● Task instructions: Retype the listing that follows, exactly as written.

● Task data:
►

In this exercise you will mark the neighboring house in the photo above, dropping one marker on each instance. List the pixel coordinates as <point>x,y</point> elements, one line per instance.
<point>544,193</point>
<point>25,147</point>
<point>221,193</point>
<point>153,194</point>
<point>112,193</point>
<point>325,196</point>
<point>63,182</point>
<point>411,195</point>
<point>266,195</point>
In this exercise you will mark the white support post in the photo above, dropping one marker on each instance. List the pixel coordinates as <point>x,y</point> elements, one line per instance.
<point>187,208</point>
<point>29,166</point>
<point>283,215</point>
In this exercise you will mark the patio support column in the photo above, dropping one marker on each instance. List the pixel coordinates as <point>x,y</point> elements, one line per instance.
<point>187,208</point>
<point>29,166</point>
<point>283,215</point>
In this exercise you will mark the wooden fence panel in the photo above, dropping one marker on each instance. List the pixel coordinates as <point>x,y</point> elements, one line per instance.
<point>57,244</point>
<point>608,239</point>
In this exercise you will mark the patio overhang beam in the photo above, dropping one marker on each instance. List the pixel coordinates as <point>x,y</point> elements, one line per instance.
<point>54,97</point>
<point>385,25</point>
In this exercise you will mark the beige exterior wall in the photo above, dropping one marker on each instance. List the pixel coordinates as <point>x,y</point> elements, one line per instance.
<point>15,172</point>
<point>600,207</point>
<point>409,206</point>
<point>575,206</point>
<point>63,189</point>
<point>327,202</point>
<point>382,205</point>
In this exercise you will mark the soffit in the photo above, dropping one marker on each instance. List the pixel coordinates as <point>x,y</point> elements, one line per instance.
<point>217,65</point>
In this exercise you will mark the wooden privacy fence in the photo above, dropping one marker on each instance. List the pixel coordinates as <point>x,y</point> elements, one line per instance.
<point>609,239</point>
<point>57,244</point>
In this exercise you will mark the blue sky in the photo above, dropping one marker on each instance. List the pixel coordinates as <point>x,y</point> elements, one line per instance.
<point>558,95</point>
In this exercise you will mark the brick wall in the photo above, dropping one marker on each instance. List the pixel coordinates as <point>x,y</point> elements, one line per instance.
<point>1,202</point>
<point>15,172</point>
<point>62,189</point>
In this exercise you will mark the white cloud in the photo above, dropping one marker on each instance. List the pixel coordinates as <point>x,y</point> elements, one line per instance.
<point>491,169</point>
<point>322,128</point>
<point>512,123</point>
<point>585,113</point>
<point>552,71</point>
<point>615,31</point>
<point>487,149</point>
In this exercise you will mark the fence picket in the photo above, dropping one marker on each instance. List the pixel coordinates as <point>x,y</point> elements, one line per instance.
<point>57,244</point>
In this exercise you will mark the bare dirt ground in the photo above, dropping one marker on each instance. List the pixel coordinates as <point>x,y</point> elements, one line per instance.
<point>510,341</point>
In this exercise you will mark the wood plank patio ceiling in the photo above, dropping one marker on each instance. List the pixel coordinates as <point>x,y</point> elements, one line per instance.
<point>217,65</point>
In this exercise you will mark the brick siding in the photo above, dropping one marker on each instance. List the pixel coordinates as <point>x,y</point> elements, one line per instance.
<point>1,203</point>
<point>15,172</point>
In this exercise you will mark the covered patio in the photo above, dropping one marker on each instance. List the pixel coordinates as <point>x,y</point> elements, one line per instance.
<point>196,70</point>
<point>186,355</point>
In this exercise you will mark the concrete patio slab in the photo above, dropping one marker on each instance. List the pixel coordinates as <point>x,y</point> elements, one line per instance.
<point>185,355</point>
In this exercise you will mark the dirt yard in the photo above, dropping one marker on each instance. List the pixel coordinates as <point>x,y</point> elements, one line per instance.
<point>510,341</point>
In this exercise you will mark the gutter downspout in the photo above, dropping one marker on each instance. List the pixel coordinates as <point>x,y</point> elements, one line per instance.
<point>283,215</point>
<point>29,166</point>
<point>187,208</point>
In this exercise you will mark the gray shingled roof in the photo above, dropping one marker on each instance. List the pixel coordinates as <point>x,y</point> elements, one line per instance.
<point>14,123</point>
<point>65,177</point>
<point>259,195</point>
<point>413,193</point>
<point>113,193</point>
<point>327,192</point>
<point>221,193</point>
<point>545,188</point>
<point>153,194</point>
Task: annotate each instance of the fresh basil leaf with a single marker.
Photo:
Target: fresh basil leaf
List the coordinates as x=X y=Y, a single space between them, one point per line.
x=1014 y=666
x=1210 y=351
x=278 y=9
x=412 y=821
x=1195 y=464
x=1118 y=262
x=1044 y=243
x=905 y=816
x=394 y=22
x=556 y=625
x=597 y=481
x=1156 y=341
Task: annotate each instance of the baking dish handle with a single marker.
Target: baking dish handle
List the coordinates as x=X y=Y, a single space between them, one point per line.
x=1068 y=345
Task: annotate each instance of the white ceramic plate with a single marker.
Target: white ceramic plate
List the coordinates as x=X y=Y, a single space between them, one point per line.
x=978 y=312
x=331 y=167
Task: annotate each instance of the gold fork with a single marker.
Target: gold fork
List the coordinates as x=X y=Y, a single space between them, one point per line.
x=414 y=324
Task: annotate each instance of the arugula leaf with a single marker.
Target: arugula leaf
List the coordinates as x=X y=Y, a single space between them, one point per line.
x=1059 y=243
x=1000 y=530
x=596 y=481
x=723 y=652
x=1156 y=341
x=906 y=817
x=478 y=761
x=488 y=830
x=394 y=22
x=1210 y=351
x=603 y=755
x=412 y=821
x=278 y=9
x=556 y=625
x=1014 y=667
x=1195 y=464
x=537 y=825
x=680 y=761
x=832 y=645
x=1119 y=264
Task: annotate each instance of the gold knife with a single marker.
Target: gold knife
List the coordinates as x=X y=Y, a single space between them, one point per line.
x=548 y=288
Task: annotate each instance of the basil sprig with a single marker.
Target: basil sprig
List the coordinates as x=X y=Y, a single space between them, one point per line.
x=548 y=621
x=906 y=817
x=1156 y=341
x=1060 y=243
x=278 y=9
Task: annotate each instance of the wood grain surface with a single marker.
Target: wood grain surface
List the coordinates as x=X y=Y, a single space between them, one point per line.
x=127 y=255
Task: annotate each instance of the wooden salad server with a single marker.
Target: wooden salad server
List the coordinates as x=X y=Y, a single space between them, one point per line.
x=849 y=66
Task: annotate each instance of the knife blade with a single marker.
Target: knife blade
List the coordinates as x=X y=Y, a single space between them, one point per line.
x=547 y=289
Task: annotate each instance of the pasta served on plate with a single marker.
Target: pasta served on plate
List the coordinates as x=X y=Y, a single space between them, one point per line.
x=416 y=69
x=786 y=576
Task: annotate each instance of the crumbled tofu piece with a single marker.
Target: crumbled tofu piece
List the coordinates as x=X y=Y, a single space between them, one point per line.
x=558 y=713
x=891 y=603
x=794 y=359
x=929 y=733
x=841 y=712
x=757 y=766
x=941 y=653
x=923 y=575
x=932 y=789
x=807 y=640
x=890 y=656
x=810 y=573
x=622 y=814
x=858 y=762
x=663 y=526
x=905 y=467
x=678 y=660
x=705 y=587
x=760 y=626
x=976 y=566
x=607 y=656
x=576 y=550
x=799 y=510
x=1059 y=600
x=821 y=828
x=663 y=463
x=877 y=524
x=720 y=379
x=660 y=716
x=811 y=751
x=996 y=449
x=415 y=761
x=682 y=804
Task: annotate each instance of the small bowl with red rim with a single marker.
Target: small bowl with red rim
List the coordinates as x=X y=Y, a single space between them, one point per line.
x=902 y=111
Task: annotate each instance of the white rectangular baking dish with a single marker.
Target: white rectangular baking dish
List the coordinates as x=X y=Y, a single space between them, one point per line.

◄

● Your response:
In this exercise you will mark the neighboring house in the photo above, dropping one marker on each instance. List the pixel coordinates as <point>x,y</point> elements, one line per instance.
<point>544,193</point>
<point>25,147</point>
<point>221,193</point>
<point>153,194</point>
<point>112,193</point>
<point>325,196</point>
<point>63,182</point>
<point>411,195</point>
<point>266,195</point>
In this exercise you will mark the white support post in the photo above, dropping one marker on each instance. List the pixel coordinates as <point>x,y</point> elements, one line per instance.
<point>187,208</point>
<point>29,166</point>
<point>283,215</point>
In this exercise you will mark the patio support column in the photo above, dropping one marker on each instance. List the pixel coordinates as <point>x,y</point> elements, one line per instance.
<point>187,208</point>
<point>29,166</point>
<point>283,215</point>
In this exercise you will mark the wooden fence panel in the photo above, dropping one marker on each instance. List the pixel coordinates as <point>x,y</point> elements, one line per instance.
<point>57,244</point>
<point>608,239</point>
In this exercise you will mark the patio overhang beam in the photo above, dropping one marker on each instance. List the pixel coordinates as <point>x,y</point> elements, one line per instance.
<point>54,97</point>
<point>385,25</point>
In this exercise you will mark the beige exterior wall in the photo above, dropping one marker on each instance. List the pixel coordinates as <point>x,y</point> elements, one line per instance.
<point>15,172</point>
<point>600,207</point>
<point>409,206</point>
<point>575,206</point>
<point>63,189</point>
<point>327,202</point>
<point>382,205</point>
In this exercise you will mark the soffit in the photo above, dropping one marker on each instance. List the pixel coordinates as <point>x,y</point> elements, one line per instance.
<point>217,65</point>
In this exercise you will mark the wooden privacy fence in the photo above, dropping one marker on each instance. List the pixel coordinates as <point>x,y</point> elements, one line per instance.
<point>609,239</point>
<point>57,244</point>
In this exercise you will mark the blue sky in the photo above, dropping one marker on each instance. List the pixel coordinates as <point>x,y</point> elements, one line per instance.
<point>558,95</point>
In this exercise you will mark the brick wall in the photo above, dropping one marker on each instance. List the pixel coordinates as <point>x,y</point> elements, one line per instance.
<point>1,202</point>
<point>15,172</point>
<point>62,189</point>
In this exercise you will mark the white cloud in the photo above, dropping one marker on each instance. List the pixel coordinates as <point>x,y</point> elements, one line per instance.
<point>491,169</point>
<point>322,128</point>
<point>512,123</point>
<point>585,113</point>
<point>552,71</point>
<point>615,31</point>
<point>487,149</point>
In this exercise you will mark the fence picket in the photo above, dropping one marker on each instance. List the pixel coordinates as <point>x,y</point> elements, one line per instance.
<point>57,244</point>
In this exercise you will mark the bare dirt ground in the photo above, dropping one marker on each instance. List the pixel coordinates as <point>x,y</point> elements, one line per instance.
<point>510,341</point>
In this exercise you will mark the wood plank patio ceiling in the photo above, dropping one marker on each instance. List the pixel coordinates as <point>x,y</point> elements, one line per instance.
<point>217,65</point>
In this exercise you will mark the brick siding in the photo above, dropping one marker on each instance. List the pixel coordinates as <point>x,y</point> elements, one line per instance.
<point>1,203</point>
<point>15,172</point>
In this exercise you will mark the covered patio in the photo above, dropping one marker on each instance. List the pixel coordinates as <point>x,y</point> elements, one line per instance.
<point>196,70</point>
<point>186,355</point>
In this exercise you will mark the concrete patio slab in the photo above, dropping one marker on each instance. List the pixel coordinates as <point>x,y</point> elements, one line per instance.
<point>185,355</point>
In this exercise you will mark the dirt yard in the photo above, dropping one marker on each instance. List the pixel coordinates as <point>x,y</point> elements, one line per instance.
<point>510,341</point>
In this exercise you will mark the gutter downspout in the photo above, dropping one marker on each instance. List the pixel coordinates as <point>x,y</point> elements, one line per instance.
<point>283,215</point>
<point>29,166</point>
<point>187,208</point>
In this exercise you will mark the gray shingled roof in the photo above, dropping one marker on each instance. List the pixel coordinates as <point>x,y</point> elements, one line per instance.
<point>14,123</point>
<point>65,177</point>
<point>259,195</point>
<point>413,193</point>
<point>113,193</point>
<point>327,192</point>
<point>221,193</point>
<point>545,188</point>
<point>153,194</point>
Task: annotate each instance of the fresh basil leaf with a single marker.
Photo:
Target: fresh basil leaf
List the coordinates as x=X y=Y, a single space between them, one point per line.
x=1014 y=666
x=1210 y=351
x=278 y=9
x=412 y=821
x=1195 y=464
x=1118 y=262
x=1044 y=243
x=905 y=816
x=394 y=22
x=556 y=625
x=597 y=481
x=1156 y=341
Task: annotate each instance of the baking dish handle with a single marker.
Target: baking dish handle
List the coordinates as x=X y=Y, a single space between them, one point per line.
x=1068 y=345
Task: annotate each instance of the white ceramic plate with a single marker.
Target: white ceramic plate
List the coordinates as x=X y=Y, a single space between them, one point per line.
x=978 y=312
x=331 y=167
Task: annotate each instance of the gold fork with a single marker.
Target: gold fork
List the coordinates as x=X y=Y, a single space between them, one point per line.
x=414 y=324
Task: annotate each instance of the arugula leaf with a single marker.
Target: arugula leaf
List the coordinates as x=X y=Y, a single space between them, one point per line.
x=1059 y=243
x=1000 y=530
x=596 y=481
x=723 y=652
x=1156 y=341
x=906 y=817
x=478 y=761
x=488 y=830
x=394 y=22
x=1210 y=351
x=603 y=755
x=412 y=821
x=278 y=9
x=556 y=625
x=1014 y=667
x=1195 y=464
x=537 y=825
x=680 y=761
x=832 y=645
x=1119 y=264
Task: annotate each instance of the gold knife with a single marker.
Target: gold knife
List the coordinates as x=X y=Y, a single space between them, one point per line.
x=548 y=288
Task: annotate each instance of the basil sprig with a single marker.
Target: basil sprig
List the coordinates as x=X y=Y, a single space between them, one point per line.
x=548 y=621
x=906 y=817
x=1156 y=341
x=1060 y=243
x=278 y=9
Task: annotate each instance of the wood grain surface with a single marker.
Target: wood grain surface
List the coordinates as x=X y=Y, a single space between them, one point per line.
x=127 y=255
Task: annotate each instance of the wooden salad server with a single marker.
Target: wooden salad server
List the coordinates as x=X y=Y, a single space between them, one point per line.
x=849 y=66
Task: annotate each instance of the knife blade with a single marker.
Target: knife blade
List the coordinates as x=X y=Y, a single space between them, one point per line.
x=547 y=289
Task: annotate each instance of the pasta served on plate with a single marker.
Target: pasta served on plate
List the coordinates as x=X y=Y, a single space between them, one point per line.
x=416 y=69
x=786 y=576
Task: annotate each instance of the crumbled tofu piece with a single marker.
Target: crumbled tofu piece
List the coordinates as x=X y=Y, a single space between them, one point per line.
x=558 y=713
x=891 y=603
x=794 y=359
x=929 y=733
x=841 y=712
x=757 y=766
x=941 y=653
x=923 y=575
x=932 y=789
x=807 y=640
x=890 y=656
x=810 y=573
x=622 y=814
x=858 y=762
x=663 y=526
x=905 y=467
x=678 y=660
x=705 y=587
x=760 y=626
x=976 y=566
x=607 y=656
x=576 y=550
x=799 y=510
x=1059 y=600
x=821 y=828
x=663 y=463
x=877 y=524
x=720 y=379
x=660 y=716
x=811 y=751
x=996 y=449
x=415 y=761
x=682 y=804
Task: annotate each instance of the small bowl with red rim with a single marker.
Target: small bowl with red rim
List the coordinates as x=X y=Y, a single space between them, one point per line.
x=902 y=111
Task: annotate each instance of the white rectangular baking dish with a single marker.
Target: white rectangular baking dish
List the coordinates as x=X y=Y, a single space between them, one point per line.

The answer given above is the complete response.